> Written request: Please return every line of the records below word for word, leaving the pictures out.

(Region labeling entries)

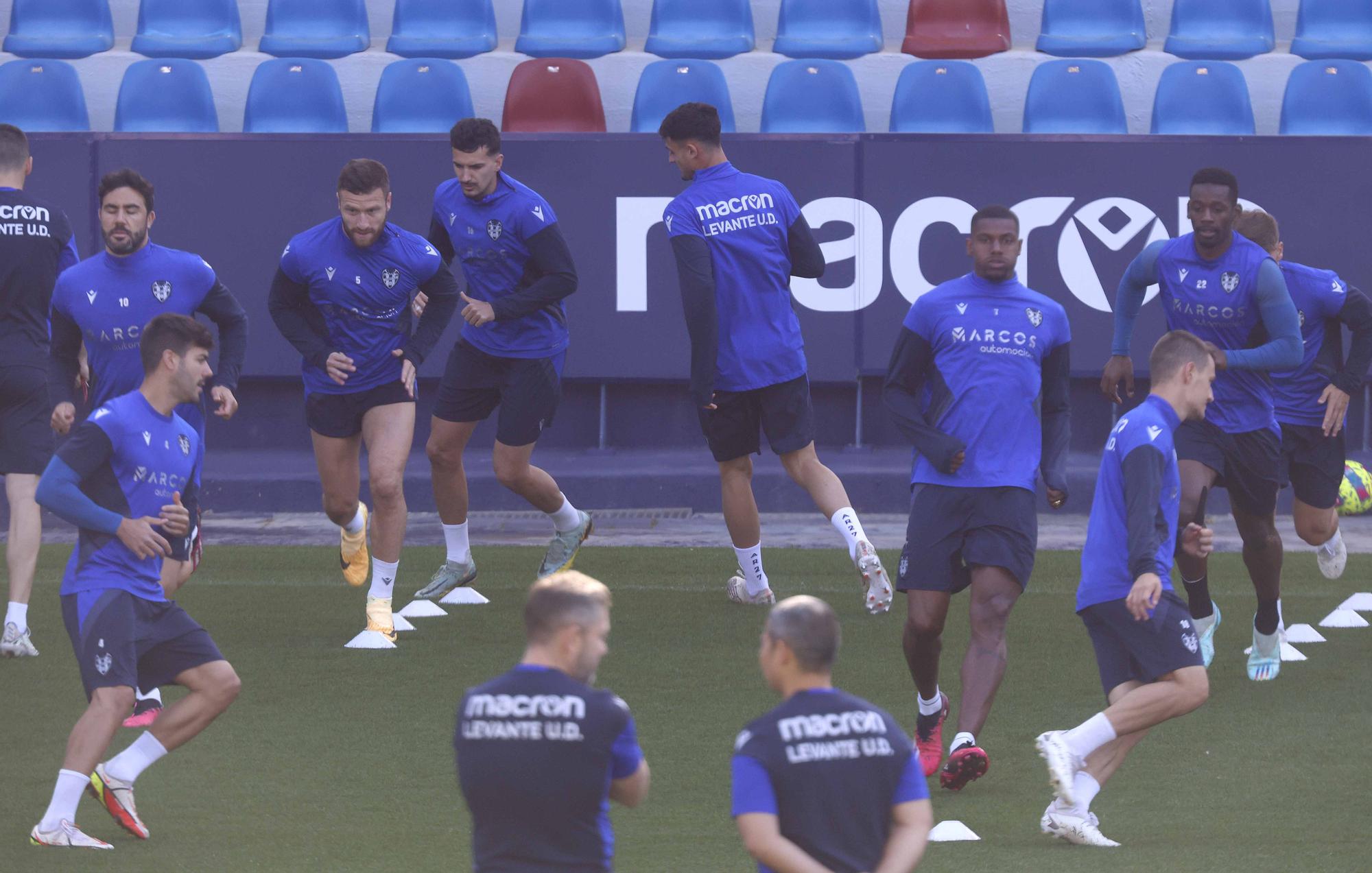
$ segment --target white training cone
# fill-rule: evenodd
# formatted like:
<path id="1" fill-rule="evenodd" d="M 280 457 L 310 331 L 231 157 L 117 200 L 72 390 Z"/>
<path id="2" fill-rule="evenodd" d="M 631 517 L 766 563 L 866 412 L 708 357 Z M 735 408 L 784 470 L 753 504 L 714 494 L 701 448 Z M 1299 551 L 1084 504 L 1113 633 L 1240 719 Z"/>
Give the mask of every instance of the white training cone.
<path id="1" fill-rule="evenodd" d="M 1368 620 L 1353 609 L 1335 609 L 1320 619 L 1320 627 L 1367 627 Z"/>
<path id="2" fill-rule="evenodd" d="M 971 828 L 960 821 L 941 821 L 929 830 L 930 843 L 955 843 L 958 840 L 980 840 Z"/>
<path id="3" fill-rule="evenodd" d="M 480 593 L 477 593 L 477 590 L 475 587 L 454 587 L 439 603 L 460 604 L 460 605 L 466 605 L 466 604 L 477 604 L 479 605 L 479 604 L 491 603 L 491 601 L 487 600 L 486 597 L 482 597 Z"/>
<path id="4" fill-rule="evenodd" d="M 432 600 L 412 600 L 403 609 L 394 612 L 392 615 L 403 615 L 405 618 L 431 618 L 435 615 L 447 615 L 447 609 L 438 605 Z"/>
<path id="5" fill-rule="evenodd" d="M 346 649 L 394 649 L 395 644 L 383 637 L 379 631 L 364 630 L 358 636 L 343 644 Z"/>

> Solution for this exercise:
$ segment --target white training cone
# fill-rule: evenodd
# formatted like:
<path id="1" fill-rule="evenodd" d="M 280 457 L 310 331 L 231 157 L 117 200 L 72 390 Z"/>
<path id="2" fill-rule="evenodd" d="M 631 517 L 766 563 L 866 412 L 708 357 Z M 735 408 L 784 470 L 753 504 L 714 494 L 701 448 Z M 1299 551 L 1084 504 L 1113 633 L 1240 719 Z"/>
Give the mask of every instance of the white training cone.
<path id="1" fill-rule="evenodd" d="M 1368 620 L 1353 609 L 1335 609 L 1320 619 L 1320 627 L 1367 627 Z"/>
<path id="2" fill-rule="evenodd" d="M 971 828 L 960 821 L 941 821 L 929 830 L 930 843 L 955 843 L 958 840 L 980 840 Z"/>
<path id="3" fill-rule="evenodd" d="M 480 593 L 477 593 L 477 590 L 475 587 L 454 587 L 439 603 L 460 604 L 460 605 L 466 605 L 466 604 L 477 604 L 479 605 L 479 604 L 491 603 L 491 601 L 487 600 L 486 597 L 482 597 Z"/>
<path id="4" fill-rule="evenodd" d="M 432 600 L 412 600 L 403 609 L 394 612 L 392 615 L 403 615 L 405 618 L 431 618 L 435 615 L 447 615 L 447 609 L 438 605 Z"/>
<path id="5" fill-rule="evenodd" d="M 346 649 L 394 649 L 395 644 L 383 637 L 379 631 L 364 630 L 358 636 L 343 644 Z"/>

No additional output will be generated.